§ SHORT EXERCISE:
Pull out every line in the records below that contains the word "flower", and copy each such line in full.

§ ROWS:

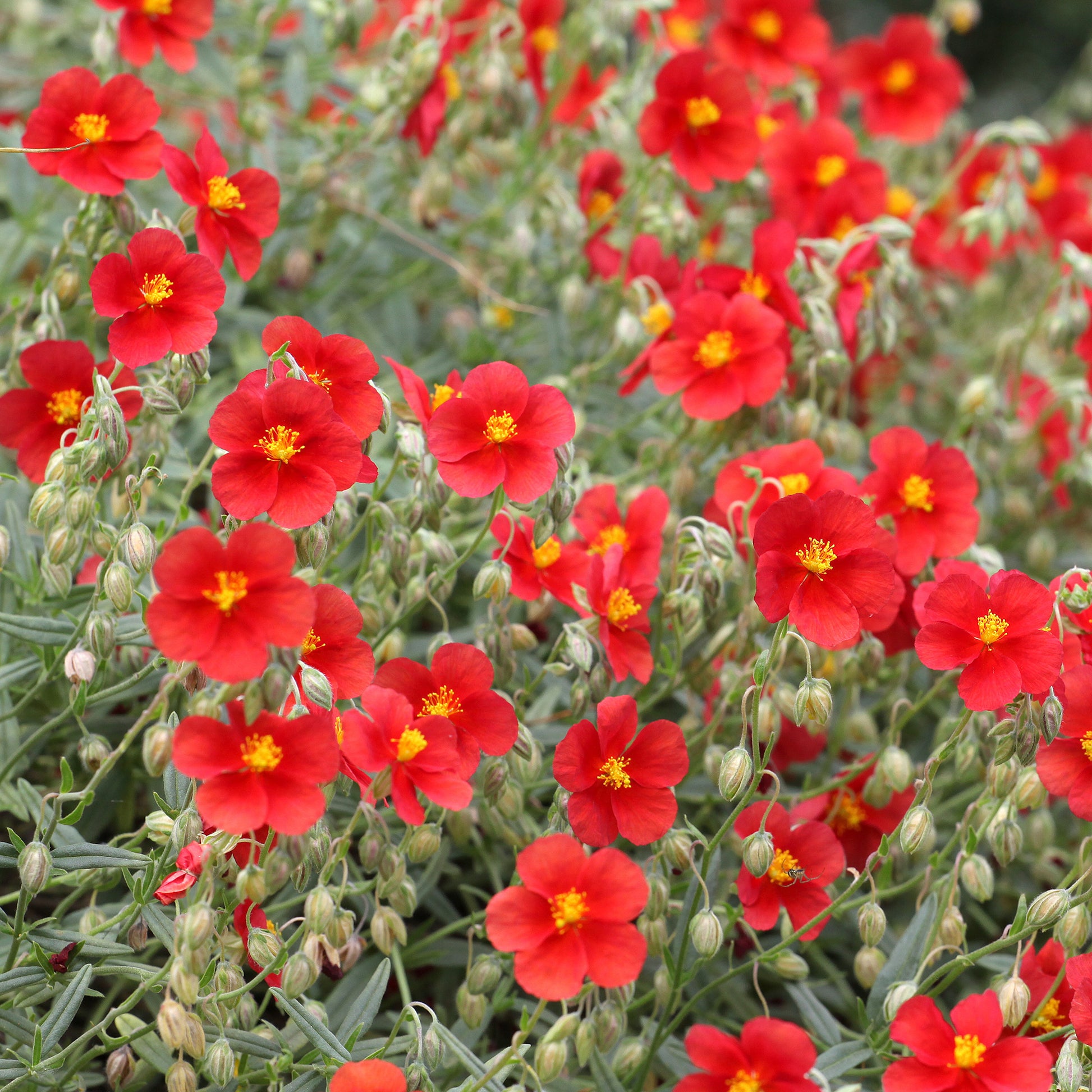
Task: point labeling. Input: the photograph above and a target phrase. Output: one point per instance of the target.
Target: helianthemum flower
(224, 605)
(162, 300)
(268, 771)
(235, 212)
(570, 919)
(458, 686)
(501, 430)
(288, 453)
(929, 490)
(107, 127)
(34, 419)
(621, 783)
(818, 564)
(998, 634)
(970, 1056)
(705, 118)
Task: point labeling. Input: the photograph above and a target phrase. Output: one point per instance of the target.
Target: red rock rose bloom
(621, 784)
(288, 453)
(223, 605)
(107, 129)
(235, 212)
(33, 420)
(501, 430)
(163, 300)
(817, 563)
(998, 634)
(570, 919)
(704, 116)
(769, 1056)
(264, 772)
(968, 1057)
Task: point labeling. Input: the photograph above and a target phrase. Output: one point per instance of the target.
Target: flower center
(544, 40)
(917, 493)
(658, 320)
(992, 628)
(829, 169)
(90, 127)
(501, 427)
(157, 288)
(569, 909)
(410, 744)
(755, 285)
(784, 869)
(65, 406)
(613, 535)
(766, 25)
(899, 77)
(701, 112)
(969, 1051)
(717, 350)
(280, 444)
(795, 483)
(544, 556)
(443, 703)
(621, 607)
(231, 588)
(260, 755)
(224, 195)
(817, 557)
(613, 773)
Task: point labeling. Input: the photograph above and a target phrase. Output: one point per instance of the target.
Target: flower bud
(1013, 997)
(736, 771)
(868, 965)
(758, 853)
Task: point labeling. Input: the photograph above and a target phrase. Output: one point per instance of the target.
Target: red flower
(501, 432)
(641, 535)
(624, 618)
(727, 353)
(288, 453)
(234, 213)
(341, 365)
(107, 129)
(332, 645)
(806, 859)
(817, 181)
(799, 466)
(223, 605)
(268, 771)
(909, 89)
(553, 567)
(35, 419)
(929, 490)
(772, 39)
(818, 563)
(459, 687)
(998, 634)
(416, 394)
(173, 25)
(190, 862)
(541, 20)
(970, 1057)
(570, 919)
(704, 116)
(621, 783)
(420, 753)
(769, 1056)
(857, 825)
(373, 1075)
(164, 300)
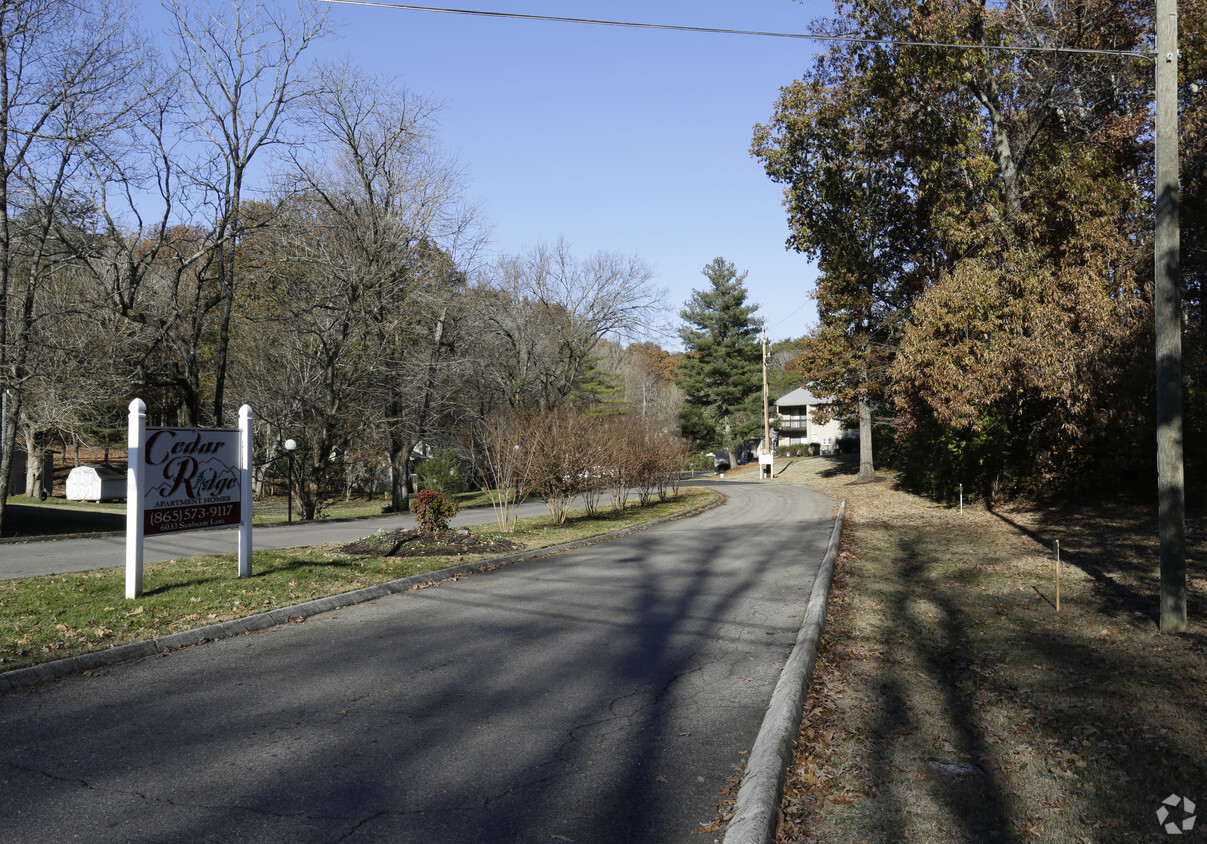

§ EXPECTED ANSWER:
Target: helianthemum flower
Target: flower center
Target: flower bud
Target: red flower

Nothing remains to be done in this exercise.